__TASKS FOR THIS EXERCISE__
[1] Reproduce the passage of the coronavirus Q&A starting with "Experts answerHeidelberg Virologists" and going on through "danger of infection?", substituting "contact infections" for "smear infections".
[2] Carry on the coronavirus Q&A from where it stops.

__DOCUMENT EXCERPT__
Experts answerHeidelberg Virologists on the Coronavirus/COVID-19
19 March 2020
Prof. Dr Hans-Georg Kräusslich and PD Dr Nico T. Mutters answer questions about coronavirus/COVID-19. Prof. Kräusslich is spokesperson of the Centre of Infectious Diseases at the Heidelberg University Hospital and director of its virology division. Dr Mutters heads the centre's section for hospital and environmental hygiene.
How is SARS-CoV-2 transmitted?
The main way of catching coronavirus SARS-CoV-2 is from respiratory droplets, for example from coughing or sneezing, but also through what are called smear infections. Even infected persons who only have a mild case of the disease or are largely asymptomatic can pass on the virus. This can happen in a private or work context but also at large-scale events.
How great is the danger of infection?
You can only be infected if you come into close contact with acutely infected persons. At present the number of infected persons is still relatively small. However, there is great diversity at the regional level and the numbers of infected persons are clearly rising so that it cannot be foreseen how this will turn out in the future. Consequently the risk at a given point in time needs to be constantly reassessed. Fundamentally we can say that the greater the number of those who are infected, the greater the number of those falling seriously ill will be. In view of the current distinct rise in infected persons in Germany, it is paramount to once again highlight the rules for everyday behaviour set out below, including social distancing. Every citizen has a responsibility towards people at risk in the community. Through appropriate behaviour in daily life, one can considerably slow down the spread of the virus and thereby make a contribution to protecting people for whom the risk may prove fatal.
How high is the danger related to an infection?
The vast majority of all infections (approx. 80 percent) run their course with mild symptoms, comparable to a cold. About 15 percent of infected persons undergo more serious symptoms during the COVID-19 disease, with difficulty breathing. About one out of 20 infected persons develops full-blown pneumonia, that is a serious lung inflammation. There are varying estimates regarding the frequency of deaths caused by SARS-CoV-2, so that a final answer to this question cannot be given at the moment. Elderly people and people with underlying conditions are particularly at risk. Probably the mortality rate after infection with SARS-CoV-2 lies somewhat higher than with influenza, although this too fluctuates from year to year.
What is the intended effect of the precautionary measures currently being taken, such as suspending all lectures and classes, closing schools and cancelling events? What is the purpose of these actions?

__SUPPLIED INFORMATION__
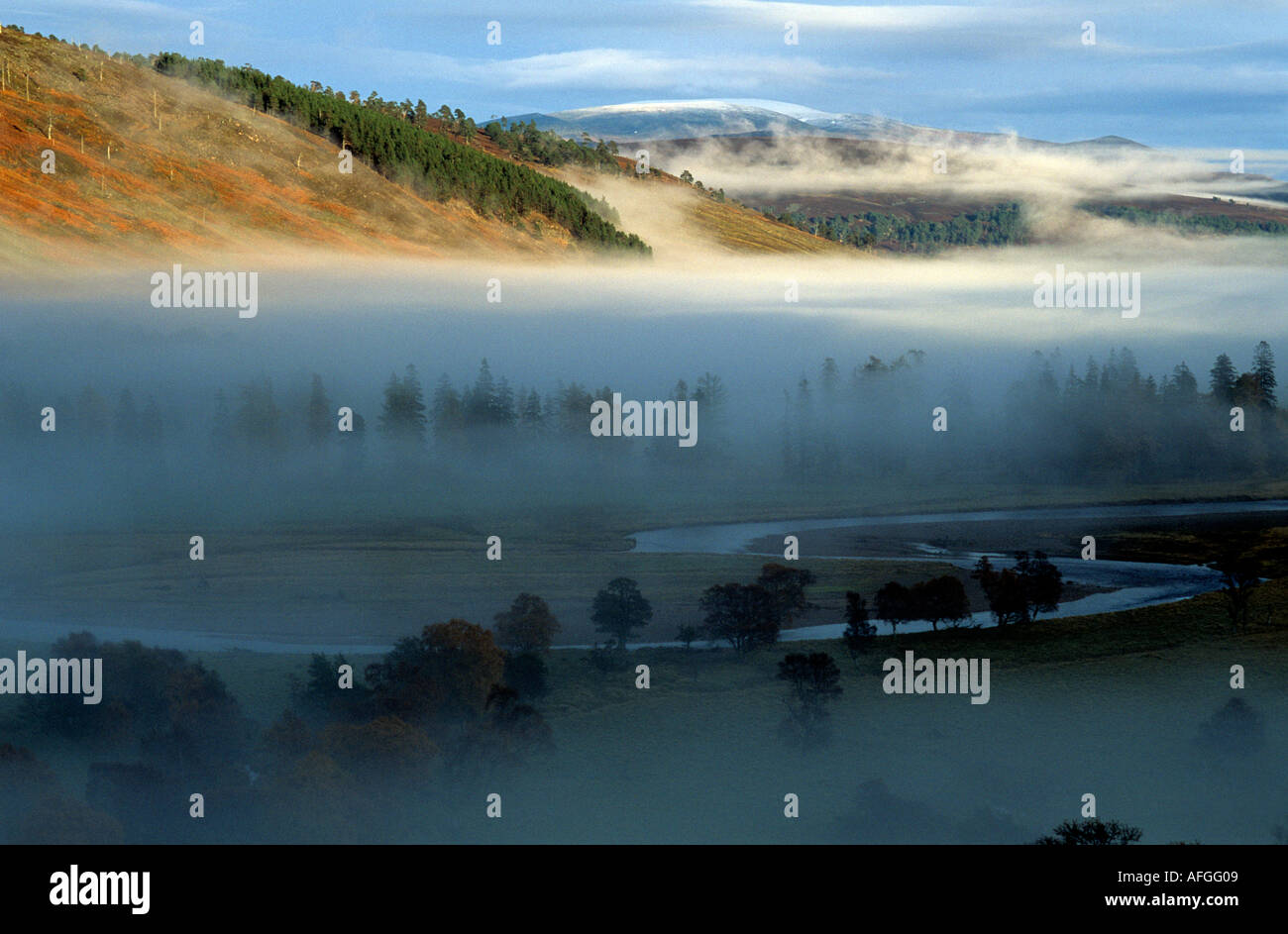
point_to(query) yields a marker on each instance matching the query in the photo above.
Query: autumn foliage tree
(442, 675)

__EXPECTED RESULTS__
[1]
Experts answerHeidelberg Virologists on the Coronavirus/COVID-19
19 March 2020
Prof. Dr Hans-Georg Kräusslich and PD Dr Nico T. Mutters answer questions about coronavirus/COVID-19. Prof. Kräusslich is spokesperson of the Centre of Infectious Diseases at the Heidelberg University Hospital and director of its virology division. Dr Mutters heads the centre's section for hospital and environmental hygiene.
How is SARS-CoV-2 transmitted?
The main way of catching coronavirus SARS-CoV-2 is from respiratory droplets, for example from coughing or sneezing, but also through what are called contact infections. Even infected persons who only have a mild case of the disease or are largely asymptomatic can pass on the virus. This can happen in a private or work context but also at large-scale events.
How great is the danger of infection?

[2]
When considerable numbers of people gather in a comparatively small space, as is the case in schools, universities, stadiums and cultural institutions, already a single infected person can lead to a large number of new infections. So all these precautionary measures have the purpose of keeping the number of people infected as small as possible and hampering the spread of the virus.
Individuals have been advised to cut back on social activities and restrict social contacts as far as possible: What exactly does that mean?
The transmission takes place through close contact with infected persons. Consequently the spread of the virus is slowed down by reducing close contacts with other people. This reduces not only our own risk of infection but also the risk for the population as a whole. Therefore, everyone is recommended to avoid private celebrations, group meet-ups and similar occasions, as far as possible.
Why are people so worried about coronavirus SARS-CoV-2?
Firstly, we are currently seeing how fast the virus is spreading worldwide and also in Germany and has also led to fatal syndromes. This rapid spread means that many people are falling ill in a short time, which may put excessive strain on the health system. In addition Coronavirus SARS-CoV-2 is probably causing particularly great concern because it is a new virus that we are not familiar with and which seems even more threatening for that reason.
Who should be tested, and when?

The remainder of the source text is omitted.